• Exercise data:
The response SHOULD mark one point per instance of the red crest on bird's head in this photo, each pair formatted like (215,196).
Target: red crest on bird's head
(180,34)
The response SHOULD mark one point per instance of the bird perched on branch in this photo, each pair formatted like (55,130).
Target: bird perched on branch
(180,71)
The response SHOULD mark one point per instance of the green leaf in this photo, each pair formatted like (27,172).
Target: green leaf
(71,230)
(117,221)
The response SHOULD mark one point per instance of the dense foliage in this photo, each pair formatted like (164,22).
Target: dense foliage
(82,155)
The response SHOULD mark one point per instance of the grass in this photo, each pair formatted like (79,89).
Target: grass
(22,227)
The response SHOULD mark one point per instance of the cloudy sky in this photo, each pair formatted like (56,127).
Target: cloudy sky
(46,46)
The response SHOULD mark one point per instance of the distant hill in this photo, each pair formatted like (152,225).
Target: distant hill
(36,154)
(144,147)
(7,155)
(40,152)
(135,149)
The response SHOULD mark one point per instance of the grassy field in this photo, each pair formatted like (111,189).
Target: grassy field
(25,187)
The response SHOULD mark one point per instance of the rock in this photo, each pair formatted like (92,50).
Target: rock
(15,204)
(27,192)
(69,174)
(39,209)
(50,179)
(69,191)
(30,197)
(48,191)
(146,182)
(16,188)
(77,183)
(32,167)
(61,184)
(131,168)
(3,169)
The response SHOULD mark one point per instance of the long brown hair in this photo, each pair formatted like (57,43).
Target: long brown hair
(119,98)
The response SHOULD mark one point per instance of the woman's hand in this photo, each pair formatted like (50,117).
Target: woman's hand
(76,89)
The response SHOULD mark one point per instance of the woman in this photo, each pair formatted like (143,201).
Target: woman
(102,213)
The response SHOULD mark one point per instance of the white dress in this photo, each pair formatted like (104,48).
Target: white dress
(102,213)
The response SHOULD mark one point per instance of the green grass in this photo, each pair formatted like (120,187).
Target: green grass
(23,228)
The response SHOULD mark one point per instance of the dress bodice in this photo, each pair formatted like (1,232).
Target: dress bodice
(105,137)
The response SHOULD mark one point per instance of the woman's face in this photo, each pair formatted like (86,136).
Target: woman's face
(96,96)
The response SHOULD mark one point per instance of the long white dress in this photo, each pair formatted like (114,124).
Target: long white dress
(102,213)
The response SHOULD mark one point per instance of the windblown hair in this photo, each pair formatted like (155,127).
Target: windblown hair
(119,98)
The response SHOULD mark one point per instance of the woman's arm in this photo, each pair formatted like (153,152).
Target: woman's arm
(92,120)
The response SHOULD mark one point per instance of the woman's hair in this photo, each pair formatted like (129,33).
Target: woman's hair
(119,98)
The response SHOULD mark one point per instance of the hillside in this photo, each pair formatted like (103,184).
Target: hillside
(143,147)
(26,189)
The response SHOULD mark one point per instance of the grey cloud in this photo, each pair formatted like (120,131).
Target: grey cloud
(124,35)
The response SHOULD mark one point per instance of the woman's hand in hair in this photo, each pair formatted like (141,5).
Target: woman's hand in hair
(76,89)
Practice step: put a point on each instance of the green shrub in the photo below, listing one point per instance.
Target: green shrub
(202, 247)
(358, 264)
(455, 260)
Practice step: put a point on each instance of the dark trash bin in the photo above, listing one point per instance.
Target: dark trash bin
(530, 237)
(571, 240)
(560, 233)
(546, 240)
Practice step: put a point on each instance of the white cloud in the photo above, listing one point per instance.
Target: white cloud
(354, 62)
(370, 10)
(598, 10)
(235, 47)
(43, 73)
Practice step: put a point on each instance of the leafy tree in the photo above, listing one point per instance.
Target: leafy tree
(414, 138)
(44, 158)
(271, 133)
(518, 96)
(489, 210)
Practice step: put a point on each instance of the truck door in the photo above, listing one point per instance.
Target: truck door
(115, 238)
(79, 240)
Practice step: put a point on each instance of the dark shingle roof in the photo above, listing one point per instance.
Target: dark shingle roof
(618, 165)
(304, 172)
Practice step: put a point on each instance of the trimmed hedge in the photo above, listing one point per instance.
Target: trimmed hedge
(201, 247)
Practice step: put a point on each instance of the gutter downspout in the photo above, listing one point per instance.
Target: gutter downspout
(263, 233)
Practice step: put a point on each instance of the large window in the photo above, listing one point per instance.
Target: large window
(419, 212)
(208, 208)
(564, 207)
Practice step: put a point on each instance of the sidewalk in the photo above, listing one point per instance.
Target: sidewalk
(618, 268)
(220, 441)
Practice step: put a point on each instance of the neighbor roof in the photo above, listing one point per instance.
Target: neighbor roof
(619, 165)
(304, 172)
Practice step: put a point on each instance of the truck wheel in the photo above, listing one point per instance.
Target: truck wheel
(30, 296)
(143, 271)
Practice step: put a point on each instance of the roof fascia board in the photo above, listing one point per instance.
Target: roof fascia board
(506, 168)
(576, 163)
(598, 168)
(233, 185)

• About this exercise: Set all the data down again, exactly as it reads above.

• Solution for this exercise:
The response SHOULD mark one point per instance of the red crest on bird's head in this photo, each pair formatted like (215,196).
Target: red crest on bird's head
(180,34)
The response SHOULD mark one point per instance of the bird perched on branch in this photo, each pair formatted like (55,130).
Target: bird perched on branch
(180,71)
The response SHOULD mark one point per instance of the green leaf in this photo, each pair formatted like (27,172).
Target: green leaf
(71,230)
(117,221)
The response SHOULD mark one point per instance of the dense foliage in this photo, each pair formatted like (164,22).
Target: dense foliage
(82,155)
The response SHOULD mark one point per instance of the grass in this photo, each pair formatted like (79,89).
Target: grass
(22,227)
The response SHOULD mark one point per instance of the cloudy sky in this photo, each pair formatted like (56,127).
Target: cloudy sky
(46,46)
The response SHOULD mark one point per instance of the distant hill in this photo, each pair formatted like (152,225).
Target: distant hill
(36,154)
(144,147)
(7,155)
(40,152)
(135,149)
The response SHOULD mark one point per instance of the grassy field in this photo, each pair formatted like (111,189).
Target: grassy field
(25,187)
The response SHOULD mark one point per instance of the rock in this photo, each pair formatted like (92,50).
Target: rock
(15,204)
(27,192)
(69,174)
(39,209)
(50,179)
(69,191)
(30,197)
(48,191)
(146,182)
(16,188)
(77,183)
(32,167)
(61,184)
(131,168)
(3,169)
The response SHOULD mark one point per instance of the long brown hair in this photo, each pair formatted like (57,43).
Target: long brown hair
(119,98)
The response SHOULD mark one point per instance of the woman's hand in this photo, each pair formatted like (50,117).
Target: woman's hand
(76,89)
The response SHOULD mark one point per instance of the woman in this photo, each pair formatted like (143,201).
Target: woman
(102,213)
The response SHOULD mark one point per instance of the white dress in this photo, each pair formatted like (104,48).
Target: white dress
(102,213)
The response SHOULD mark one point per instance of the green grass in this photo, each pair formatted like (120,187).
Target: green grass
(23,228)
The response SHOULD mark one point per instance of the dress bodice in this photo, each pair formatted like (1,232).
Target: dress bodice
(105,137)
The response SHOULD mark one point per instance of the woman's face in this photo, each pair formatted like (86,136).
Target: woman's face
(96,96)
The response SHOULD mark one point per instance of the long white dress in this photo, each pair formatted like (114,124).
Target: long white dress
(102,213)
The response SHOULD mark one point per instance of the windblown hair in this photo, each pair formatted like (155,127).
Target: windblown hair
(119,98)
The response SHOULD mark one point per instance of the woman's arm in this photo, each pair formatted like (153,152).
Target: woman's arm
(92,120)
The response SHOULD mark one point per instance of the woman's hair in this photo, each pair formatted like (129,33).
Target: woman's hair
(119,98)
The response SHOULD mark one point per instance of the hillside in this photo, each pair formatted like (103,184).
Target: hillside
(143,147)
(26,189)
The response SHOULD mark one point per instance of the grey cloud in this photo, each pair formatted like (120,131).
Target: grey cloud
(124,35)
The response SHOULD mark one point per instance of the woman's hand in hair in this photo, each pair formatted like (141,5).
Target: woman's hand in hair
(76,89)
Practice step: put a point on each instance of the green shrub in the photo below, listing one point per instance.
Target: green shrub
(202, 247)
(358, 264)
(455, 260)
Practice step: put a point on each instance of the dark trash bin in the photo above, listing one point per instance.
Target: dark trash bin
(530, 237)
(571, 240)
(560, 233)
(546, 240)
Practice step: put a point on each instance of the white cloud in the photo above, listing one point per instance.
Target: white cloud
(354, 62)
(370, 10)
(598, 10)
(235, 47)
(43, 73)
Practice step: put a point on each instance of the leafy tree in the photo above, listing one point per instance.
Target: leafy tree
(414, 138)
(44, 158)
(271, 133)
(518, 96)
(489, 210)
Practice step: put a point on each instance of the truck door in the photo above, listing one point per instance.
Target: truck door
(115, 238)
(79, 240)
Practice step: put a point on each instance of the dark shingle roof in the photo above, listing one point per instance.
Target: dark shingle roof
(618, 165)
(304, 172)
Practice step: put a point on each instance of the trimmed hedge in the photo above, listing one point per instance.
Target: trimmed hedge
(201, 247)
Practice step: put a point on each instance of the gutter downspout in the photo above, listing one point per instance.
Target: gutter downspout
(263, 233)
Practice step: put a point on each instance of the large window in the photo above, listing one point per instance.
Target: large window
(419, 212)
(208, 208)
(564, 207)
Practice step: put a point on each instance of the sidewalk in the photo above, listing one point per instance.
Target: sidewalk
(618, 268)
(220, 441)
Practice step: put a point on each instance of the neighbor roof in the photo above, listing one point per instance.
Target: neighbor roof
(619, 165)
(304, 172)
Practice step: put a point on each instance of the truck wheel in the photo above, listing one point per instance.
Target: truck wheel
(30, 296)
(143, 271)
Practice step: put a point on each instance of the roof fascia board in the photo above, listing one point per instance.
Target: roof fascia board
(506, 168)
(576, 163)
(598, 168)
(233, 185)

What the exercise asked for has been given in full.